SOURCE DOCUMENT START

Calcification can occur in almost any part of the body. Calcium is a significant cause of disease when it gets out of hand. Calcification happens when calcium builds up in body tissue, blood vessels, or organs. This buildup can harden and disrupt our body’s normal processes. It is one of the very few natural nutritional elements that can poison the body.
Calcium is transported through the bloodstream and is found in every cell. According to the National Academy of Medicine, about 99 percent of our body’s calcium is in our teeth and bones. The other 1 percent is in the blood, muscles, fluid outside the cells, and other body tissues. Though many cardiac patients take many drugs, none reverse the calcification of the arteries.
Unabsorbed calcium can lodge anywhere in our body. A central question for medical science is why do we find ourselves with calcium in all the wrong places, even when our calcium levels are normal? Why does calcium, an essential mineral, cause us so many problems? Most doctors downplay the toxicity of calcium, and one of the main reasons for this is that they downplay the necessity for magnesium supplementation.
Magnesium deficiencies, which are endemic in modern populations, make calcium more toxic. Magnesium controls calcium, making calcium more absorbable and less likely to lodge anywhere in the body. Magnesium increases the solubility of calcium. Magnesium controls the fate of calcium. Calcium will be deposited in the soft tissues (kidneys, arteries, joints, brain, etc.) if magnesium is insufficient.
Calcium is essential to health, yet it holds hidden danger. Calcium is the most promoted nutrient by conventional, nutritional, and alternative medicine proponents. This is a tragic mistake. They should have been promoting magnesium. In the face of growing magnesium deficiencies, calcium becomes increasingly more toxic to human physiology.
A healthy cell has the right calcium-magnesium balance – high magnesium and low calcium levels. Calcium causes serious harm if not balanced with magnesium, which regulates the action of calcium. For instance, excess calcium buildup around your bones and joints mimics arthritis. Calcification or calcium poisoning can manifest as heart disease, cancer, wrinkled skin, kidney stones, osteoporosis, dental problems, bone spurs, cataracts, and many other health problems.
Calcium and magnesium are opposites in their effects on our body
structure. As a general rule, the more rigid and inflexible our body
structure is, the less calcium and the more magnesium we need.
Dr. Garry Gordon wrote, “If you have compromised cell membranes or low ATP production for any reason, then the cell has trouble maintaining the normal gradient. This is because the usual gradient is 10,000 times more calcium outside of cells than inside; when this is compromised, you will have increased intracellular calcium, which seems to always happen at the time of death. Whenever intracellular calcium is elevated, you have a relative deficiency of magnesium, so whenever anyone is seriously ill, acute or chronic, part of your plan must be to restore magnesium.”
About 20% of plaque volume contains calcium, which is measurable providing a marker for the total plaque burden. The calcification of atherosclerotic lesions is due to active calcium deposition in plaque that utilizes metabolic pathways similar to those found in normal human bone. Calcium accumulates steadily over long periods of time in plaque.

SOURCE DOCUMENT END

WORK ITEM:
Continue the passage on calcium buildup and magnesium from its final sentence. The records that come next were taken from a separate source and are unrelated to the passage on calcium buildup and magnesium.

DATA START

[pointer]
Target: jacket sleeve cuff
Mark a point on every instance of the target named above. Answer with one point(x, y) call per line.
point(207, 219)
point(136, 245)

DATA END

OUTPUT FOR THIS TASK:
Countries with the highest calcium-to-magnesium ratios (high calcium and low magnesium levels) in soil and water have the highest incidence of cardiovascular disease. Australia is at the top of the list. In contrast, Japan’s low cardiac death rate cites a daily magnesium intake as high as 560 milligrams.
Adequate levels of magnesium are essential for the heart muscle. Those who die from heart attacks have deficient magnesium but high calcium levels in their heart muscles and blood vessels. Calcium causes muscles to contract, while magnesium helps them relax.
Magnesium and calcium are paired minerals. Several studies have reported that increasing calcium significantly reduces magnesium absorption. Calcium intakes above 2.6 grams per day may reduce the body’s uptake and utilization of magnesium and increase magnesium requirements.
Up to 30% of cells’ energy is used to pump calcium out of the cells. The higher the calcium level and the lower the magnesium level in the extracellular fluid, the harder it is for cells to pump the calcium out. The result is that the mitochondria gradually calcify, and energy production decreases. The ratio of magnesium to calcium within our cells could theoretically determine our biochemical age.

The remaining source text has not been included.